▸ **WHAT TO WORK ON**
For each line of the data below that holds "clicks", copy the line.

▸ **DATA FOR THE TASK**
=-=-=-=-=
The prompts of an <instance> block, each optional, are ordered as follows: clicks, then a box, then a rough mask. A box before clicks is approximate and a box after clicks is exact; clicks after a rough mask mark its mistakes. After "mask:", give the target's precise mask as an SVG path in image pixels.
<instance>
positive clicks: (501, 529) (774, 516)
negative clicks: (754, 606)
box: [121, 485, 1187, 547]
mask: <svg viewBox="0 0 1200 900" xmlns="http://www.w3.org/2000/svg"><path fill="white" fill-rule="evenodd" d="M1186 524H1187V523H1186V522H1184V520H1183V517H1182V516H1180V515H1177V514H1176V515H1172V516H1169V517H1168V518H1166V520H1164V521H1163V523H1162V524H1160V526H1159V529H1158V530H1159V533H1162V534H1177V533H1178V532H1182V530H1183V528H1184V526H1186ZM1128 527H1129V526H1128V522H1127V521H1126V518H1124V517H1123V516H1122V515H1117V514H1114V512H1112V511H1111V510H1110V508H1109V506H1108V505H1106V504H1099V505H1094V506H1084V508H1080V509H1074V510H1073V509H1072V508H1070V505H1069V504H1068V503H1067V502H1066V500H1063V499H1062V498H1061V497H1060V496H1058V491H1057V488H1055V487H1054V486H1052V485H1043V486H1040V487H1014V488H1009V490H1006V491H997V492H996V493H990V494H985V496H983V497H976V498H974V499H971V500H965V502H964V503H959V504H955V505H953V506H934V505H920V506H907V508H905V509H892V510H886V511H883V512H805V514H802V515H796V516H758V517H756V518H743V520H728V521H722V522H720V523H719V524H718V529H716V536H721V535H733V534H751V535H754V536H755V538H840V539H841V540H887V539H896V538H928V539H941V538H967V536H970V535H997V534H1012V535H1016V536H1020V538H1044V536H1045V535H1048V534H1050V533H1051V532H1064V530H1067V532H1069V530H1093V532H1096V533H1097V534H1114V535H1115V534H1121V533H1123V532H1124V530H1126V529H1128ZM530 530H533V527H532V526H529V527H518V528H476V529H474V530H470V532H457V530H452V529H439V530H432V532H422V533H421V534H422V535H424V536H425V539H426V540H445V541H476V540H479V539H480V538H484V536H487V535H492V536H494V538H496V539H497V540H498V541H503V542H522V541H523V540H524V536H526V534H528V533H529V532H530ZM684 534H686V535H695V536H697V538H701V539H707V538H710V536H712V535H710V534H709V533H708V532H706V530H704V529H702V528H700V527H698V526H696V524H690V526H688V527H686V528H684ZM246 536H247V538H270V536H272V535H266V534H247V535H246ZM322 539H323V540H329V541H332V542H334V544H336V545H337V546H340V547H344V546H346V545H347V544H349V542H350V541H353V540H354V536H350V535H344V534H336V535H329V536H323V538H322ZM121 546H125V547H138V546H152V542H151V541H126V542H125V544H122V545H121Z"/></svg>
=-=-=-=-=
▸ **ANSWER FOR THE TASK**
The prompts of an <instance> block, each optional, are ordered as follows: clicks, then a box, then a rough mask. A box before clicks is approximate and a box after clicks is exact; clicks after a rough mask mark its mistakes. After "mask:", give the target's precise mask as an SVG path in image pixels.
positive clicks: (501, 529) (774, 516)
negative clicks: (754, 606)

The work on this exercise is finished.